** The data follows **
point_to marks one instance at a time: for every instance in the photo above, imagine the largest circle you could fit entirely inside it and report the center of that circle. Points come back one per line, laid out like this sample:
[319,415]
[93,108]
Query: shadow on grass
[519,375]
** End of The data **
Nothing may be dropped or altered. Copy every line above.

▶ Response to the task:
point_to marks one instance at a time: for every instance in the photo above, imagine the largest circle you could fit entirely inside it and report the center of that circle. Points come back one per line, laid out like this sample:
[319,415]
[93,108]
Query: shadow on grass
[519,375]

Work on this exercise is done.